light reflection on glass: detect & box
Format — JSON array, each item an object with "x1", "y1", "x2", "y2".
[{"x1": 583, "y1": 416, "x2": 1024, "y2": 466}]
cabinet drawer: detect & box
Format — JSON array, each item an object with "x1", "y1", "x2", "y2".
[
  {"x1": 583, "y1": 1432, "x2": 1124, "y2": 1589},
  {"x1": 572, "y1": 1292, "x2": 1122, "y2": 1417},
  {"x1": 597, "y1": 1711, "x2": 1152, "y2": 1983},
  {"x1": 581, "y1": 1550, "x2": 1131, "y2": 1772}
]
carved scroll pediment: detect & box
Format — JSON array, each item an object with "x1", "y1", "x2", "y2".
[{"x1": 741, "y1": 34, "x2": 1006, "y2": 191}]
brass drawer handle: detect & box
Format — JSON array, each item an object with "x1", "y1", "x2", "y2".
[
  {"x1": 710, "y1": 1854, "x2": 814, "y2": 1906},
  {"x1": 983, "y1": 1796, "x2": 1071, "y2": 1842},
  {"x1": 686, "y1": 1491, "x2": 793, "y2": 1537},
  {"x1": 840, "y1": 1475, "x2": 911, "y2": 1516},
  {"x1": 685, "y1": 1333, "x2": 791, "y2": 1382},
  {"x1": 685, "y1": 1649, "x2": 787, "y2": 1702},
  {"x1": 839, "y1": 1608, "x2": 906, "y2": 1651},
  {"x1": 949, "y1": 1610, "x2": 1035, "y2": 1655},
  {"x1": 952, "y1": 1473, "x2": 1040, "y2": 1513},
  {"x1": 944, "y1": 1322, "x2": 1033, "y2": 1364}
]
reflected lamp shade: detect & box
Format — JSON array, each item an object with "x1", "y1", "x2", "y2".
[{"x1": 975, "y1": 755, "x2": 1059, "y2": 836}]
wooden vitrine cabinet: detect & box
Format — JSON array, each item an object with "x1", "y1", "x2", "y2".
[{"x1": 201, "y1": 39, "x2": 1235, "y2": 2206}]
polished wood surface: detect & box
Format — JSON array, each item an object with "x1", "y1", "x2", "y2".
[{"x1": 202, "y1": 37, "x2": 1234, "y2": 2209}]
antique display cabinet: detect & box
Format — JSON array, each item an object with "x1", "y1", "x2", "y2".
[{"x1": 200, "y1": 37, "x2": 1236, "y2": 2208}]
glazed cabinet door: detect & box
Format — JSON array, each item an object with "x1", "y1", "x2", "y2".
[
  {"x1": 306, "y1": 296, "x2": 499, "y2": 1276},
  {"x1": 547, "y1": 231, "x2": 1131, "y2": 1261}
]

┄┄┄┄┄┄┄┄┄┄

Going through the data above, return each line with the word "cabinet".

> Exercise response
cabinet drawer: detect & box
wooden vitrine cabinet: detect & box
antique display cabinet: detect & box
glazed cabinet door: detect & box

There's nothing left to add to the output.